(Saved entries)
<<<<

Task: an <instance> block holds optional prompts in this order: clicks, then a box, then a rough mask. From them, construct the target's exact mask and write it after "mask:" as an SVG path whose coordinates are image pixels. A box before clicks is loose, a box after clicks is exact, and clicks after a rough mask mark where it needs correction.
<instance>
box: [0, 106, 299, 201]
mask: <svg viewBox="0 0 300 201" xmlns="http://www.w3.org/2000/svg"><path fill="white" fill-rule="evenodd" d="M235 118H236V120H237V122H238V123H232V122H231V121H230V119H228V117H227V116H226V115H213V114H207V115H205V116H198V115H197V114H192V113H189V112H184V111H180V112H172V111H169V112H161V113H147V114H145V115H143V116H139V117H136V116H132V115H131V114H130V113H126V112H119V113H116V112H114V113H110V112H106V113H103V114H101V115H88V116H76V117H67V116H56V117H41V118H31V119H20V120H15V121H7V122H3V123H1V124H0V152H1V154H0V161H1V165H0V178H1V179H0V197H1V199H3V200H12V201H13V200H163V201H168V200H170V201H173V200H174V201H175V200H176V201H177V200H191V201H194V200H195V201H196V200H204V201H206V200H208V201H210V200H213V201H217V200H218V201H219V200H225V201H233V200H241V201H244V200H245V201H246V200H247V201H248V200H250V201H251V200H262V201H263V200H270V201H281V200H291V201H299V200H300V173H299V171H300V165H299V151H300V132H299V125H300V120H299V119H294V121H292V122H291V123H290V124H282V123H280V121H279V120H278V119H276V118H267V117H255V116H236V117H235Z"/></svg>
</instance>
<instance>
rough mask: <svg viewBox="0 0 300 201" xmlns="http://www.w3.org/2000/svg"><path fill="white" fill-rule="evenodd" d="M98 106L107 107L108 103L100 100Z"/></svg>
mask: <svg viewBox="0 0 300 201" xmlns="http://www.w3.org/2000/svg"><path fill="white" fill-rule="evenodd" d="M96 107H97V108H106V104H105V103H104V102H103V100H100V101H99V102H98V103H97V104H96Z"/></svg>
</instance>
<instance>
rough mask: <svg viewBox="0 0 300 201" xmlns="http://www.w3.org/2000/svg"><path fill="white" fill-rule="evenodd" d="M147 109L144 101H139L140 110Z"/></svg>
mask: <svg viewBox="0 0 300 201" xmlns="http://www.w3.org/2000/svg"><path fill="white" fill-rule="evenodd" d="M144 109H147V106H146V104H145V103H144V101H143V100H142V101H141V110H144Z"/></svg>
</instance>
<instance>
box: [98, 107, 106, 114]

>>>>

[Exercise aim]: Return all of the entries above again, line for line, with no changes.

[Worked solution]:
Task: an <instance> block holds optional prompts in this order: clicks, then a box, then a rough mask. From them, construct the target's exact mask and write it after "mask:" as an SVG path whose coordinates are image pixels. A box before clicks is loose, a box after clicks is exact, and clicks after a rough mask mark where it needs correction.
<instance>
box: [0, 106, 299, 201]
mask: <svg viewBox="0 0 300 201" xmlns="http://www.w3.org/2000/svg"><path fill="white" fill-rule="evenodd" d="M235 118H236V120H237V122H238V123H232V122H231V121H230V119H228V117H227V116H226V115H213V114H207V115H205V116H198V115H197V114H192V113H189V112H184V111H180V112H172V111H169V112H161V113H147V114H145V115H143V116H139V117H136V116H132V115H131V114H130V113H126V112H119V113H116V112H114V113H110V112H106V113H103V114H101V115H88V116H76V117H67V116H56V117H41V118H31V119H20V120H15V121H7V122H3V123H1V124H0V152H1V154H0V161H1V165H0V178H1V179H0V197H1V199H3V200H12V201H13V200H163V201H168V200H170V201H173V200H174V201H175V200H176V201H177V200H191V201H194V200H195V201H196V200H204V201H206V200H208V201H210V200H213V201H217V200H218V201H219V200H225V201H233V200H241V201H244V200H245V201H246V200H247V201H248V200H250V201H251V200H262V201H263V200H270V201H281V200H291V201H299V200H300V173H299V171H300V165H299V151H300V132H299V125H300V120H299V119H294V121H292V122H291V123H290V124H282V123H280V121H279V120H278V119H276V118H267V117H255V116H236V117H235Z"/></svg>
</instance>
<instance>
rough mask: <svg viewBox="0 0 300 201" xmlns="http://www.w3.org/2000/svg"><path fill="white" fill-rule="evenodd" d="M98 106L107 107L108 103L100 100Z"/></svg>
mask: <svg viewBox="0 0 300 201" xmlns="http://www.w3.org/2000/svg"><path fill="white" fill-rule="evenodd" d="M96 107H97V108H106V104H105V103H104V102H103V100H100V101H99V102H98V103H97V104H96Z"/></svg>
</instance>
<instance>
rough mask: <svg viewBox="0 0 300 201" xmlns="http://www.w3.org/2000/svg"><path fill="white" fill-rule="evenodd" d="M147 109L144 101H139L140 110Z"/></svg>
mask: <svg viewBox="0 0 300 201" xmlns="http://www.w3.org/2000/svg"><path fill="white" fill-rule="evenodd" d="M144 109H147V106H146V104H145V103H144V101H143V100H142V101H141V110H144Z"/></svg>
</instance>
<instance>
box: [98, 107, 106, 114]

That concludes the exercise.